** begin TEXT TO READ **
# Pulling Flight Feathers



## hillfamilyloft (Jun 22, 2005)

Can someone give me the low down on pulling the last two flight feathers. I have read that some do this to speed up the molt. We race in September or early October. I understand the concept a bit. Who here does this and when and how do you go about it?


----------



## SmithFamilyLoft (Nov 22, 2004)

I have only recently attempted this a few times, and only with test birds, and that is what I suggest you do if you try it. Only a few "test" subjects please. Here timing is everything, down to when you cut, to when you pull. I supect, it will vary as to the time of the year, by where you are on the planet.

I had mixed results, and by that I mean not every one of my test subjects had the same results. Some % went through the entire season with their flights intact. Some % delayed growing the flights in, and in at least one case, I sent a bird to the 130 mile race station with 3 and 1/2 flights missing!  because he decided to grow them in a 2nd time !  

Perhaps in the hands of an expert, it could be a good tool. However, if it is carried out improperly, the results can be very negative. 

So check the time tables for your area, and only test your new "tool" on just a few birds, untill you feel you have mastered it, and can apply it to your advantage. I advise this way because of the experience of a local fancier who once pulled the flights on his entire team...and....you guessed it, he went the entire season with the 9th and 10th flights missing, so he was a Big Fat No Show !!
** end TEXT TO READ **
* **SET PROBLEM A**
Give back the full thread on pulling flight feathers without any changes.
The thread and the records come from unrelated sources.
** begin DATASET EXCERPTS **
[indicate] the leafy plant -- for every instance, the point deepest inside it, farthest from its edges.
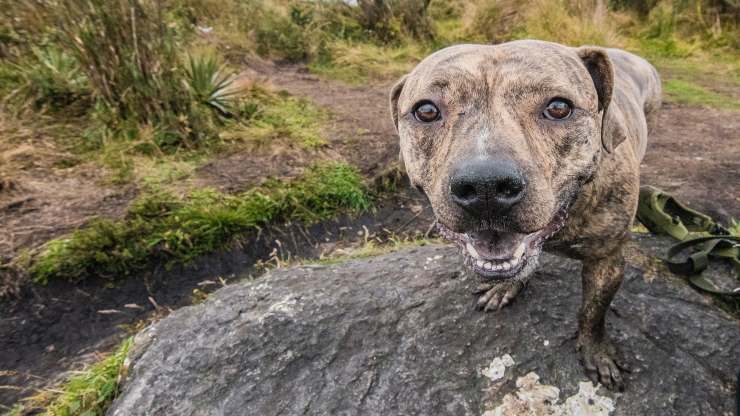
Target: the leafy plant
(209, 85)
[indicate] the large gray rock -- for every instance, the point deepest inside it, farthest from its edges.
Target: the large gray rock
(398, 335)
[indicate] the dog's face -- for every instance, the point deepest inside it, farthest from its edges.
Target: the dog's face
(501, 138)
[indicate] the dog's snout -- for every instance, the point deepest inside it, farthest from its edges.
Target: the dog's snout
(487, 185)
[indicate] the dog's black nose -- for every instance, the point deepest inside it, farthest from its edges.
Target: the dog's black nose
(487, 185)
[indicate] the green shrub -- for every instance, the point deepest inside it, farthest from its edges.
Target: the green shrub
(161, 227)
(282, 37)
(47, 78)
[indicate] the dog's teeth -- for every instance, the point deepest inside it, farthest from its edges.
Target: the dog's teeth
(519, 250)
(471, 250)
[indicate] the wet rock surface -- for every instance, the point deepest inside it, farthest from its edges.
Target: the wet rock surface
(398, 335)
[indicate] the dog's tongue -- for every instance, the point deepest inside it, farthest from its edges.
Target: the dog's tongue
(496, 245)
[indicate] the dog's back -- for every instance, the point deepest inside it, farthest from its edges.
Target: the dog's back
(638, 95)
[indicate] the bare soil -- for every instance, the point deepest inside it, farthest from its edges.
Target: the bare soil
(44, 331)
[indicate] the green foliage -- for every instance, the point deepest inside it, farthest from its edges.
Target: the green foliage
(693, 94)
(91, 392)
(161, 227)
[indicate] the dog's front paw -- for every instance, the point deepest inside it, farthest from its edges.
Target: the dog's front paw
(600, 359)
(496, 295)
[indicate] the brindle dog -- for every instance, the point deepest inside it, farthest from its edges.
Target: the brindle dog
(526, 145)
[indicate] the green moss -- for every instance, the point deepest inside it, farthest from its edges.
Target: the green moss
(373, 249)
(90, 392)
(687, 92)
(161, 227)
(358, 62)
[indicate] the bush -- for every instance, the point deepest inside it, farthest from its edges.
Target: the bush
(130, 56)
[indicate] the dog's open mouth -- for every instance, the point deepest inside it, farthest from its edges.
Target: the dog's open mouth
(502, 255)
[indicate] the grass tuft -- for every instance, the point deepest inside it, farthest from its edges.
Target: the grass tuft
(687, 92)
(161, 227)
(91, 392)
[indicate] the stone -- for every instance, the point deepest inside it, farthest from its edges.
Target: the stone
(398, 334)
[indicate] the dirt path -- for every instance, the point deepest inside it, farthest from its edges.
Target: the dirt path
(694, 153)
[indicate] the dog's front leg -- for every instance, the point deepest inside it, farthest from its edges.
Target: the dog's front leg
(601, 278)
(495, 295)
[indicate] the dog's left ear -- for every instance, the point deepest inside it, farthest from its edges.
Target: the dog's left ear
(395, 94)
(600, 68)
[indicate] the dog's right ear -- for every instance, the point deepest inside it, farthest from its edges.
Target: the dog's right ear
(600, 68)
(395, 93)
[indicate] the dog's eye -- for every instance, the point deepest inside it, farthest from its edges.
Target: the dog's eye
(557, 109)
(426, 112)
** end DATASET EXCERPTS **
* **SET PROBLEM B**
Gather every line of the records that contains the string "black", matching case.

* **SOLUTION A**
# Pulling Flight Feathers



## hillfamilyloft (Jun 22, 2005)

Can someone give me the low down on pulling the last two flight feathers. I have read that some do this to speed up the molt. We race in September or early October. I understand the concept a bit. Who here does this and when and how do you go about it?


----------



## SmithFamilyLoft (Nov 22, 2004)

I have only recently attempted this a few times, and only with test birds, and that is what I suggest you do if you try it. Only a few "test" subjects please. Here timing is everything, down to when you cut, to when you pull. I supect, it will vary as to the time of the year, by where you are on the planet.

I had mixed results, and by that I mean not every one of my test subjects had the same results. Some % went through the entire season with their flights intact. Some % delayed growing the flights in, and in at least one case, I sent a bird to the 130 mile race station with 3 and 1/2 flights missing!  because he decided to grow them in a 2nd time !  

Perhaps in the hands of an expert, it could be a good tool. However, if it is carried out improperly, the results can be very negative. 

So check the time tables for your area, and only test your new "tool" on just a few birds, untill you feel you have mastered it, and can apply it to your advantage. I advise this way because of the experience of a local fancier who once pulled the flights on his entire team...and....you guessed it, he went the entire season with the 9th and 10th flights missing, so he was a Big Fat No Show !!

* **SOLUTION B**
[indicate] the dog's black nose -- for every instance, the point deepest inside it, farthest from its edges.
Target: the dog's black nose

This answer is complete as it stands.